### RECORDS SUPPLIED
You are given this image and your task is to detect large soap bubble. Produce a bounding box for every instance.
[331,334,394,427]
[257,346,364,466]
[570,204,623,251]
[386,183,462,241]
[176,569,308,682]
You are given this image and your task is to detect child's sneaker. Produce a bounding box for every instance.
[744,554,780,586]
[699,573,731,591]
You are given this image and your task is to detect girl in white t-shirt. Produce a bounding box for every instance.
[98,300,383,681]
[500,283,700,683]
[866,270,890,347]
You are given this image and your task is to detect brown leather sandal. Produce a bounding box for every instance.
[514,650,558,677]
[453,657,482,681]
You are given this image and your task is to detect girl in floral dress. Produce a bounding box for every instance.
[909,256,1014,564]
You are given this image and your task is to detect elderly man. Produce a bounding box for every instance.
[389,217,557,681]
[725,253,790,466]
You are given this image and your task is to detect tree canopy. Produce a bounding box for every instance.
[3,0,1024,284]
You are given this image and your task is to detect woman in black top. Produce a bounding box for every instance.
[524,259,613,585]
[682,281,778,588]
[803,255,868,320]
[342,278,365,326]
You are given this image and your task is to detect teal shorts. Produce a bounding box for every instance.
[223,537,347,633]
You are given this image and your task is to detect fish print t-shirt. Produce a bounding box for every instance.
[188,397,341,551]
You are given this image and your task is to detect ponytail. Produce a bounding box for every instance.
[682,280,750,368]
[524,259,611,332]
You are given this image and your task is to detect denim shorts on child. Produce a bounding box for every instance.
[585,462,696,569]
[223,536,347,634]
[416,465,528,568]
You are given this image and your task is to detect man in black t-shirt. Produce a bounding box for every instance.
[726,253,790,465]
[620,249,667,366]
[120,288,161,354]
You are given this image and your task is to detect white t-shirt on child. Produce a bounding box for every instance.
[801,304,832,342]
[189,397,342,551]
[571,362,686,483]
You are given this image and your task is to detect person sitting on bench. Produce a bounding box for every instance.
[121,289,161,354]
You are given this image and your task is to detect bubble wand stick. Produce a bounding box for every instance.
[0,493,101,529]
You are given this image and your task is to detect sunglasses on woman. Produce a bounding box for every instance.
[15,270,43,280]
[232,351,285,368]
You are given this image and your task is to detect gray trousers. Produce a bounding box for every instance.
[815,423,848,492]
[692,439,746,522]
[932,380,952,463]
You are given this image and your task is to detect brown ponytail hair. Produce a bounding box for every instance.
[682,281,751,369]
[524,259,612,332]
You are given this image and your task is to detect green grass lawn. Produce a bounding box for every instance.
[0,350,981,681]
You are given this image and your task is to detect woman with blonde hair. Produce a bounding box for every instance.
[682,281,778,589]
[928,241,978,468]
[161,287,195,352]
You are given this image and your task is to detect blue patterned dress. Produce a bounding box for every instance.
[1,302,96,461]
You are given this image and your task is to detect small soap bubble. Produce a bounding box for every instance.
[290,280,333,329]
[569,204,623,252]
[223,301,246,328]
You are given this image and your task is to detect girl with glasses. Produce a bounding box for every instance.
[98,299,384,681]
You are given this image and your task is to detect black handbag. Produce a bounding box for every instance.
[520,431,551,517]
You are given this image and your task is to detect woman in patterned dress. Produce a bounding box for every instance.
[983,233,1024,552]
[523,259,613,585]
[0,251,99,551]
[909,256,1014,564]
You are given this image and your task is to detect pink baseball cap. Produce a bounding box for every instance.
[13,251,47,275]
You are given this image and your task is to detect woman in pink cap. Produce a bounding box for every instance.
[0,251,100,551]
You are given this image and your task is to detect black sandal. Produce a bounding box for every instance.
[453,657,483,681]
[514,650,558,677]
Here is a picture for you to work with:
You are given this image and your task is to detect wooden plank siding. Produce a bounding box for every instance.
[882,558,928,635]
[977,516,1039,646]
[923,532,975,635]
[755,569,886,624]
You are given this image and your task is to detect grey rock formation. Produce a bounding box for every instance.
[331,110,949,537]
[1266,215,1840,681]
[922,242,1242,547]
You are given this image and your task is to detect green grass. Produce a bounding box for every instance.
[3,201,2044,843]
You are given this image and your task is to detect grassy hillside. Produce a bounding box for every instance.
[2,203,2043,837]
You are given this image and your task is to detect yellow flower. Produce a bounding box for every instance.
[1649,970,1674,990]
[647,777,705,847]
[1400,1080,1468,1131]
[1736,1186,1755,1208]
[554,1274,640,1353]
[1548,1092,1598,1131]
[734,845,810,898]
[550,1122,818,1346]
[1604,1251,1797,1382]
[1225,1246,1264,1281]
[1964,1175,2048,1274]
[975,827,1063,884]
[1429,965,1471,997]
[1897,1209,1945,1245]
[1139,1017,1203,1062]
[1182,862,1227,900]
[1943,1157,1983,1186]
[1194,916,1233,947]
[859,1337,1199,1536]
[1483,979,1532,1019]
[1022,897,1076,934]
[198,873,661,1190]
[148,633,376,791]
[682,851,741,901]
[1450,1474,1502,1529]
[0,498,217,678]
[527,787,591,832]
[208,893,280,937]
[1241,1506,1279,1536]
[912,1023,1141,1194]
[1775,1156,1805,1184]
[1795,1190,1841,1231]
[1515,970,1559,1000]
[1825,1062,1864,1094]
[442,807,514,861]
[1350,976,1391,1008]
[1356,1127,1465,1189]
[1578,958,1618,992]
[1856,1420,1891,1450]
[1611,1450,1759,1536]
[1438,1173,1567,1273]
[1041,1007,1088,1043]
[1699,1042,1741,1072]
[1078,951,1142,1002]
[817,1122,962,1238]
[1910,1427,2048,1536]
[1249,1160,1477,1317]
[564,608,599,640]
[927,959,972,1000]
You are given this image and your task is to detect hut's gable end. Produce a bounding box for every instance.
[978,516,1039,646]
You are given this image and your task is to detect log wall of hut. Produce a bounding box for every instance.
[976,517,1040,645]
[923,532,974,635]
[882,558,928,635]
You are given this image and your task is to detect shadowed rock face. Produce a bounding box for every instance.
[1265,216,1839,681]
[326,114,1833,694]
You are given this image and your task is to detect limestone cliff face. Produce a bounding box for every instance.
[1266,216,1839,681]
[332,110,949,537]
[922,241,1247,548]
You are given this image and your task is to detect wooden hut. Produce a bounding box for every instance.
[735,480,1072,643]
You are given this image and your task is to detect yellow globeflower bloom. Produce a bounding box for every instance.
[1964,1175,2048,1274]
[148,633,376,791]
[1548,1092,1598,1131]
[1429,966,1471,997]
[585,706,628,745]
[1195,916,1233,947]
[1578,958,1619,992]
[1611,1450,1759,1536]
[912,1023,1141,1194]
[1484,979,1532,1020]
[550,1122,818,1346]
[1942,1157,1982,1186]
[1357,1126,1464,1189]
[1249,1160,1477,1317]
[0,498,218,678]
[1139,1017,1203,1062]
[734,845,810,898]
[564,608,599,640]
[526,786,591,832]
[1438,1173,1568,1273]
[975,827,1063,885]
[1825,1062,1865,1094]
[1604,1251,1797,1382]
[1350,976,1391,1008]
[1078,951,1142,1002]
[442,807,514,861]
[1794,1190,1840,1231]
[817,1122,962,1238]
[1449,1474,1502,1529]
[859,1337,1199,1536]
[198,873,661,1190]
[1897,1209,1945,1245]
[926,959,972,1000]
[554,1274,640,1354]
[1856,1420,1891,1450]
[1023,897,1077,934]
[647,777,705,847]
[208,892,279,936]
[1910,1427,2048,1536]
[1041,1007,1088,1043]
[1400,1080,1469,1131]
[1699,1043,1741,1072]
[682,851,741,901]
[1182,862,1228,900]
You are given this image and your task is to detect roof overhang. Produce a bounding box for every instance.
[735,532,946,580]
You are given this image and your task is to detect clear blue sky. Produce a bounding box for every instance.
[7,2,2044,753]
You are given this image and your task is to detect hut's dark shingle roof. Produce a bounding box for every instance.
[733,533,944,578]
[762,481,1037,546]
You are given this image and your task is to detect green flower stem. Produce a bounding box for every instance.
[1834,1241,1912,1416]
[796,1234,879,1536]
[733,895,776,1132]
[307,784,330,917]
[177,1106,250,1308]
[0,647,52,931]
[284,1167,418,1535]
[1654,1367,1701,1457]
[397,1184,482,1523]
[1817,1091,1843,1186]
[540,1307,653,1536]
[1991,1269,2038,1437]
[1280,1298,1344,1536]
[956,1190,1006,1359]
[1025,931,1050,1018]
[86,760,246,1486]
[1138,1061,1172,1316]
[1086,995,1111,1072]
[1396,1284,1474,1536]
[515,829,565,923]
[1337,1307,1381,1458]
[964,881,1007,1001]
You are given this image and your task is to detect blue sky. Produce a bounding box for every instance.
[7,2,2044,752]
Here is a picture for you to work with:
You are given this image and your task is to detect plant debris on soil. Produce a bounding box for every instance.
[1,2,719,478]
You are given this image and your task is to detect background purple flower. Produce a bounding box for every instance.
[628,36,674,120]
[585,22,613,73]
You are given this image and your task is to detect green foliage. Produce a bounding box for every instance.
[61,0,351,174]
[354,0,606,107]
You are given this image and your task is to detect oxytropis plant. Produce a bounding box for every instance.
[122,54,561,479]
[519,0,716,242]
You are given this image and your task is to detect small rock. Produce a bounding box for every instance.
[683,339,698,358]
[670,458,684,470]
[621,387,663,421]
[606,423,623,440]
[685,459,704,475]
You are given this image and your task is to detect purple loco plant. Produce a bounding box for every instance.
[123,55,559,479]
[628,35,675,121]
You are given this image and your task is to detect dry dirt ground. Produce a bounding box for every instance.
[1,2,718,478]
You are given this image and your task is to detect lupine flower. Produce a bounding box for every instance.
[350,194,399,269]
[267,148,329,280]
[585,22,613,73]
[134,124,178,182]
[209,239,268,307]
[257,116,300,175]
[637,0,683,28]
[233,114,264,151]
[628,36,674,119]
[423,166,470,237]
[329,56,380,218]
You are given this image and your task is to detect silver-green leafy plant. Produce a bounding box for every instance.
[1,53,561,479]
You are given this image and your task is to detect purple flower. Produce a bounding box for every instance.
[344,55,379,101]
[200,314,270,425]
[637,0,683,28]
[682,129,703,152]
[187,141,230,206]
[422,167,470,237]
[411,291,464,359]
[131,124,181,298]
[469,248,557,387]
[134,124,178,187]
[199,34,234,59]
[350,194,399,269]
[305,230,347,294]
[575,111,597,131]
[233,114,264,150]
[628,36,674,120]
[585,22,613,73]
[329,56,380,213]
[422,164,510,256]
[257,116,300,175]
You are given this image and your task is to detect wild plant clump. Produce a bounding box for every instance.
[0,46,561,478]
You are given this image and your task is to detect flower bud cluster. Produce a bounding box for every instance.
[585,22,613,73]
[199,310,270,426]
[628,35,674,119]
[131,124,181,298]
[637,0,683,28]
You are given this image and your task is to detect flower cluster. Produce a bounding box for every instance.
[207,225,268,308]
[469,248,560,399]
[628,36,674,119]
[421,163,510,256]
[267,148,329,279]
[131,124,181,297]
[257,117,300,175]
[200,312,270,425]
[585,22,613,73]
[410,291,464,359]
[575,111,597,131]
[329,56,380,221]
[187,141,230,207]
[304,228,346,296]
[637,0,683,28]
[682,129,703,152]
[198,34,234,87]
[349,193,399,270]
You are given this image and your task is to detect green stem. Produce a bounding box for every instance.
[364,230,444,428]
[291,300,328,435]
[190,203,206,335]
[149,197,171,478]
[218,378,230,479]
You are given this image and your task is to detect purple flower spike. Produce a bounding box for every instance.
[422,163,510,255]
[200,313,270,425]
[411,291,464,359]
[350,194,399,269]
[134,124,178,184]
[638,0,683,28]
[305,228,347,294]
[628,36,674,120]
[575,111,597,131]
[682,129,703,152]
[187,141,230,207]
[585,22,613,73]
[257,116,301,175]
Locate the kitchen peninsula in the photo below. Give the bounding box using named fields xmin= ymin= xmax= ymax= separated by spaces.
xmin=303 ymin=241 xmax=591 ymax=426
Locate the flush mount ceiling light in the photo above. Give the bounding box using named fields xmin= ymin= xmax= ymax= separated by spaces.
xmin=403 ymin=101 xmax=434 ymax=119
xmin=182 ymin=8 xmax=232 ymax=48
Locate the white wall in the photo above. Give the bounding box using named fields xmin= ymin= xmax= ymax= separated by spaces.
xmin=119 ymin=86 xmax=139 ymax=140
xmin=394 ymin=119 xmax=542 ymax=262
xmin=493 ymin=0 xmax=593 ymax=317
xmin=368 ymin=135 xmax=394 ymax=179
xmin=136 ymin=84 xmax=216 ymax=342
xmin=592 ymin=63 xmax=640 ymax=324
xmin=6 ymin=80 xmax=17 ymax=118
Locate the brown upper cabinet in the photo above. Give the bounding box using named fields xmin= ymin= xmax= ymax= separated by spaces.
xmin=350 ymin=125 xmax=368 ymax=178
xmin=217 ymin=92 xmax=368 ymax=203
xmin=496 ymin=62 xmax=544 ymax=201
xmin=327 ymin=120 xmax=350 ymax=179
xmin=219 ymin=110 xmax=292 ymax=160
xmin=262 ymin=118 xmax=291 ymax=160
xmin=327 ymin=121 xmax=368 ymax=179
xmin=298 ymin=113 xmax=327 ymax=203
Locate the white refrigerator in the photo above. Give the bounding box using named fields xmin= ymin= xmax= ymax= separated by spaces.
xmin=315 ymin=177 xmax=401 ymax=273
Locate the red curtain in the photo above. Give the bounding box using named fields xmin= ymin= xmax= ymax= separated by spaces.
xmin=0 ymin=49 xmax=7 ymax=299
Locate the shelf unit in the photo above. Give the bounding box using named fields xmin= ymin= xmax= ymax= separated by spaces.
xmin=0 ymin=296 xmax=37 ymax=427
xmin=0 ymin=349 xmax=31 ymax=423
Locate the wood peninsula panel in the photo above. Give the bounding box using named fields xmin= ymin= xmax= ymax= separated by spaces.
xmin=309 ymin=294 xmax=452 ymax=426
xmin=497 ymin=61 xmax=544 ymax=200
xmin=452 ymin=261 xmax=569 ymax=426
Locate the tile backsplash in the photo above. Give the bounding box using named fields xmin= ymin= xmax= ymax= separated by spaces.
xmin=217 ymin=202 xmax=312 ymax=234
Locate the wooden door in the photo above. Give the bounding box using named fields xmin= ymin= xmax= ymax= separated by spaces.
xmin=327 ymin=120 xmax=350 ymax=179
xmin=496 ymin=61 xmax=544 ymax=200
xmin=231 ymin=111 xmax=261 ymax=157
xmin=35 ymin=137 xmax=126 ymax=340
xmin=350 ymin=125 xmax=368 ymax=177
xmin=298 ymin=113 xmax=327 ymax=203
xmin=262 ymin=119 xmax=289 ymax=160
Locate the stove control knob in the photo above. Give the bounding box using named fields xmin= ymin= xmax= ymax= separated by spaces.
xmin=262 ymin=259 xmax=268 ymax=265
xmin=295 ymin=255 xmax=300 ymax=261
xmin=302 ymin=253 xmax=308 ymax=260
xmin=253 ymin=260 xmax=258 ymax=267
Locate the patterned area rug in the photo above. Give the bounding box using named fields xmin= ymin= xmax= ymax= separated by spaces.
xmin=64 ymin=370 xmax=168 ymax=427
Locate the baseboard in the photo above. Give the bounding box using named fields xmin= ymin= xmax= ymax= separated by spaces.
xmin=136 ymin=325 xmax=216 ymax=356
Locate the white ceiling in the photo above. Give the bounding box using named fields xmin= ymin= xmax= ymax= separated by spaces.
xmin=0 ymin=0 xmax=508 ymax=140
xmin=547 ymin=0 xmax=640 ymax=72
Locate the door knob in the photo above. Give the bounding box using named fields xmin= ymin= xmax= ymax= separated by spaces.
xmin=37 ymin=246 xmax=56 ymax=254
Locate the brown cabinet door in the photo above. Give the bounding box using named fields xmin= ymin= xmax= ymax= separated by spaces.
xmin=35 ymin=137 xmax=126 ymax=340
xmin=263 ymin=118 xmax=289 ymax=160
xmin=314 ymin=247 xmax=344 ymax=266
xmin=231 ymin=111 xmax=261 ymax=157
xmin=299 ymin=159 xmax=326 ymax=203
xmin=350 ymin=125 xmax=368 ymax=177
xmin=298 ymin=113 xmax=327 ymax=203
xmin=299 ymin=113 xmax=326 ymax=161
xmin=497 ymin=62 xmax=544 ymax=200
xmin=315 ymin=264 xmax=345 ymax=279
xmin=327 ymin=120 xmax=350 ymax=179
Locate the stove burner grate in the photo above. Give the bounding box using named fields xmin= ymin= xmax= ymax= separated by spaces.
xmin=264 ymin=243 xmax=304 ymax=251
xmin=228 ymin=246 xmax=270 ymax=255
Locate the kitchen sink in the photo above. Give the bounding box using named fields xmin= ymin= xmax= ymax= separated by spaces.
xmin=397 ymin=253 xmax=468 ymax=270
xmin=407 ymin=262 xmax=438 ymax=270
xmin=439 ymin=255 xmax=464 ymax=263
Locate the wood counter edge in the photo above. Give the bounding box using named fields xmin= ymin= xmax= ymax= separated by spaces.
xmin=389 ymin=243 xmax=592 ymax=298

### PROBLEM TO WORK ON
Your reply should consist only of the lines running from the line with "Locate the wood counter" to the end of the listing, retyped exactly.

### THE ANSWER
Locate the wood counter edge in the photo above. Give the bounding box using named fields xmin= ymin= xmax= ymax= separated by spaces.
xmin=389 ymin=243 xmax=592 ymax=298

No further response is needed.